- _Texte présenté_:
Critique : Ghost in the shell

Jean-Noël Nicolau | 7 mai 2006
Jean-Noël Nicolau | 7 mai 2006

Véritable date dans l'histoire du cinéma d'animation (voire dans l'histoire du cinéma tout court), le premier Ghost in the shell mis en scène par Mamoru Oshii (Patlabor, Avalon, Innocence…) et inspiré du manga de Masamune Shirow (Appleseed, Dominion Tank Police…) demeure une décennie plus tard un incontournable de la science-fiction contemporaine. Si la richesse de l'œuvre n'est sans doute plus à démontrer, son essence ne cesse de fasciner, car ce qui nous est présenté n'est ni plus ni moins que la fin de l'humanité et la naissance de sa succession. Dans Ghost in the shell, nous assistons à une nouvelle Genèse : corps, âme, reproduction, philosophie, émotions, les « remplaçants » des hommes naissent devant nos yeux. Derrière un scénario très complexe de politique-fiction, Ghost in the shell cache une oeuvre philosophique dont les enjeux donnent le tournis et dont la modernité semble se révéler davantage avec le temps qui passe.


Grâce à une technique irréprochable et un sens troublant de la mise en scène, le film côtoie fréquemment le sublime. En particulier lors de certains enchaînements de séquences, lorsque l'action reste en suspens, le plus souvent figée sur le regard vide et bouleversant de Motoko Kusagani (la cyborg dont le 0,01% d'humanité, l'âme, se nomme ici « ghost »), l'un des plus beaux regards de l'histoire du cinéma. Durant ces instants, le silence se fait, et la musique de Kenji Kawaï monte, lentement, portée par des percussions enveloppantes, avant de s'élever sur des chœurs tétanisants ou des cordes synthétiques. Le regard de Motoko Kusanagi est inoubliable, au moment de son saut dans le vide, à son éveil, face à un être vivant devenu une machine, face à une machine devenue un être vivant, face à la citée tentaculaire, face à son doute, à sa pulsion de vie contrariée, face à l'éternité qui s'ouvre devant elle… Ce regard multiplie pourtant les handicaps : c'est le regard d'une machine, un regard de « dessin animé » de surcroît. On pourrait croire que l'on n'a jamais été aussi loin de l'humanité que face à Motoko, et pourtant, on n'a que très rarement été aussi proche au cinéma de l'essence de l'âme humaine (ou de son successeur).

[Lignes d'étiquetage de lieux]
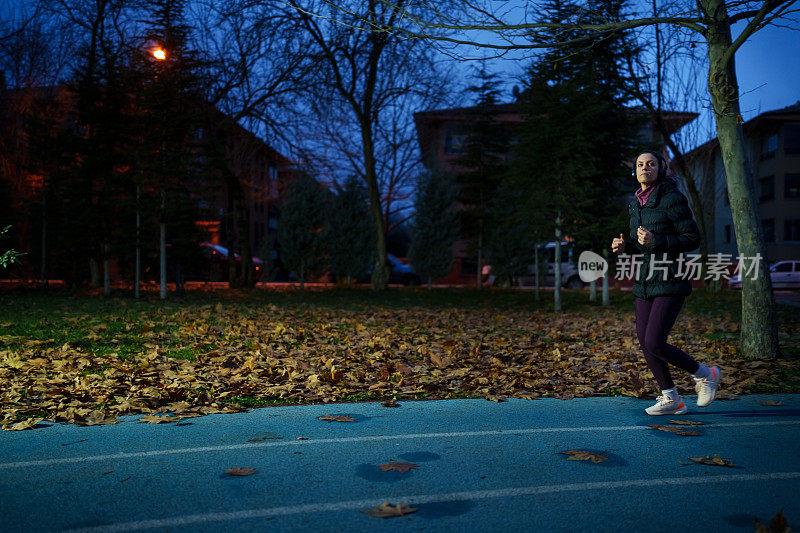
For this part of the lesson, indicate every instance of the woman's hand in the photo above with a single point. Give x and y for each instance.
(618, 244)
(645, 237)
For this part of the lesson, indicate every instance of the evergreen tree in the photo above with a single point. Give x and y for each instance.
(434, 227)
(510, 248)
(171, 88)
(483, 164)
(300, 227)
(349, 236)
(576, 136)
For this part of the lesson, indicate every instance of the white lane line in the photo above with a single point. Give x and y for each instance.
(371, 438)
(179, 521)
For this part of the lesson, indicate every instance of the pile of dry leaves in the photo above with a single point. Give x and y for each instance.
(321, 355)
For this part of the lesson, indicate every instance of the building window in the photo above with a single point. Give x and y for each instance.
(791, 139)
(766, 188)
(454, 143)
(769, 230)
(791, 186)
(791, 230)
(769, 144)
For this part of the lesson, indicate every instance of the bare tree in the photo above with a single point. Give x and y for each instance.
(258, 66)
(367, 78)
(502, 27)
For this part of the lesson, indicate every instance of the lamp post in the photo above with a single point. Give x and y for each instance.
(161, 55)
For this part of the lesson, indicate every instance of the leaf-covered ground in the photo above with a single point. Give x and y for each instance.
(87, 360)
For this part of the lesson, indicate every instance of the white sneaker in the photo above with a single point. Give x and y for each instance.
(707, 387)
(667, 406)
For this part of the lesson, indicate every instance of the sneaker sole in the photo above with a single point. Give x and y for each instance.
(713, 396)
(682, 410)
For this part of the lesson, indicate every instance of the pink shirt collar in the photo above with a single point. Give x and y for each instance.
(644, 194)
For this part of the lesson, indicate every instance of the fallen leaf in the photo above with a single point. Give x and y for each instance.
(398, 467)
(671, 429)
(240, 471)
(711, 461)
(387, 510)
(778, 524)
(76, 442)
(159, 419)
(686, 422)
(340, 418)
(25, 424)
(96, 418)
(583, 455)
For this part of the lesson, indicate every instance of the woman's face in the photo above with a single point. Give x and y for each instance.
(647, 169)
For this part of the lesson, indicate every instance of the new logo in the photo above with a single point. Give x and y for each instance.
(591, 266)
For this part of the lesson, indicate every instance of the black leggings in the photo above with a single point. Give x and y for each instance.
(654, 320)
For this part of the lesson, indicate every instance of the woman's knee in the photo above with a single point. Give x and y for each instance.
(653, 347)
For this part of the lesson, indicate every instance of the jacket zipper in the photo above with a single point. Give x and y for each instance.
(645, 255)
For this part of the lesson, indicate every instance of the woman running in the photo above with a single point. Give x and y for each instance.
(661, 228)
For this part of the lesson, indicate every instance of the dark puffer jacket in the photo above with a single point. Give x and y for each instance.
(667, 215)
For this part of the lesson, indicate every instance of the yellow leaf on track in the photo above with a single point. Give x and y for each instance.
(398, 467)
(387, 510)
(241, 471)
(583, 455)
(340, 418)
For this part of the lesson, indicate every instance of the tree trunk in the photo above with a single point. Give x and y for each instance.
(536, 272)
(44, 243)
(138, 248)
(381, 272)
(606, 295)
(246, 278)
(106, 272)
(94, 272)
(162, 248)
(557, 267)
(759, 334)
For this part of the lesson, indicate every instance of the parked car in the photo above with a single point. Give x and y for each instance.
(401, 273)
(569, 271)
(215, 266)
(784, 275)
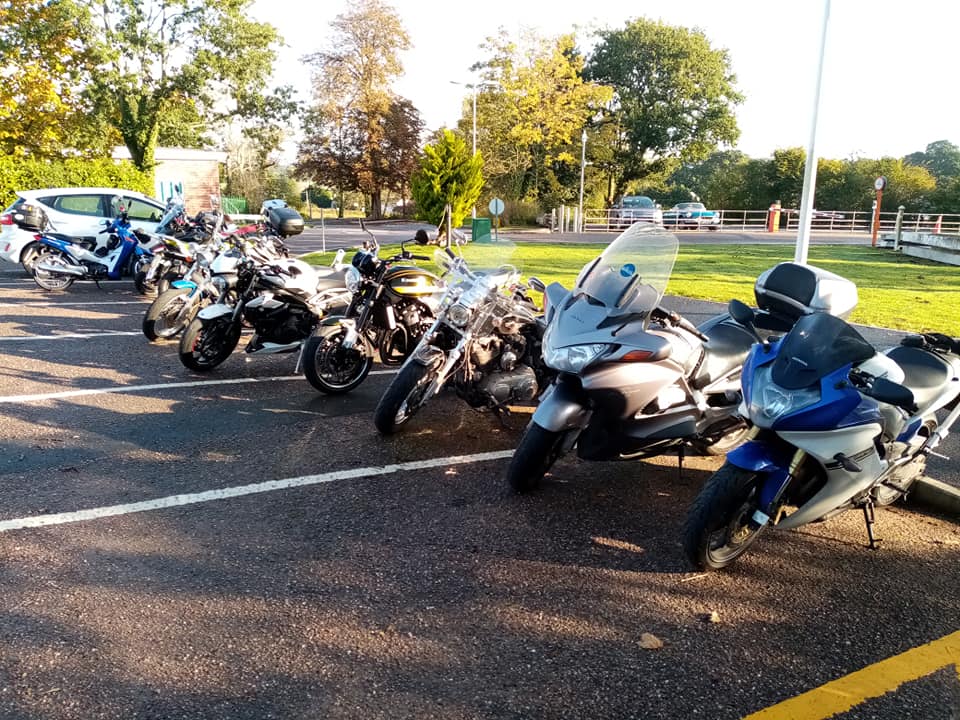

- _Consignes_:
1. Pour chaque affirmation, indiquez par oui ou non si elle concorde avec la critique de Ghost in the shell, et citez textuellement les mots décisifs de la critique. (a) Le film est mis en scène par Mamoru Oshii. (b) La musique du film est de Masamune Shirow. (c) Selon la critique, le regard de Motoko Kusanagi est inoubliable.
2. Poursuivez la critique de Ghost in the shell après sa dernière phrase.

- _Réponses_:
1.
(a) Oui : « mis en scène par Mamoru Oshii ».
(b) Non : « la musique de Kenji Kawaï ».
(c) Oui : « Le regard de Motoko Kusanagi est inoubliable ».

2.
Certes, il y a peu d'action dans Ghost in the shell, mais n'oublions pas que chez Oshii, pour ce qui est du spectaculaire, le moins est toujours plus. Ainsi, chaque coup de feu, chaque combat, chaque explosion, chaque instant de violence ne frappe que plus intensément le spectateur. Une énergie contenue, voisine, par exemple, de celle d'un Tarkovski (l'intensité des silences du Miroir ou de la menace des pièges métaphoriques de Stalker), cinéaste auquel on a souvent, à juste titre, comparé Oshii (Avalon entretenant plus d'un point commun avec Stalker). L'émotion retenue dans Ghost in the shell, c'est aussi cette discussion sur le bateau au crépuscule, lorsque toute la frustration existentielle de Motoko se dévoile dans son discours (secondé par un travelling compensé hitchcockien) et culmine soudainement sur l'apparition d'une voix fantôme (ghost), rendant à la fois la scène angoissante, intrigante et d'une poésie inexplicable. Cette fameuse séquence s'achève sur un regard de Motoko lancé vers la ville (et sur un souffle de vent que l'on ressent presque physiquement) et s'enchaîne avec une scène de traversée du cœur de Tokyo, secondée par des envolées lyriques de Kenji Kawaï. Un avion qui passe au ralenti devant le soleil, un chien sur un pont, les yeux vides et pourtant chargés de doute de Motoko, qui se reconnaît aussi bien dans une passante que dans un mannequin de plastique, font de cette séquence un moment de poésie étrange, terrible et magnifique.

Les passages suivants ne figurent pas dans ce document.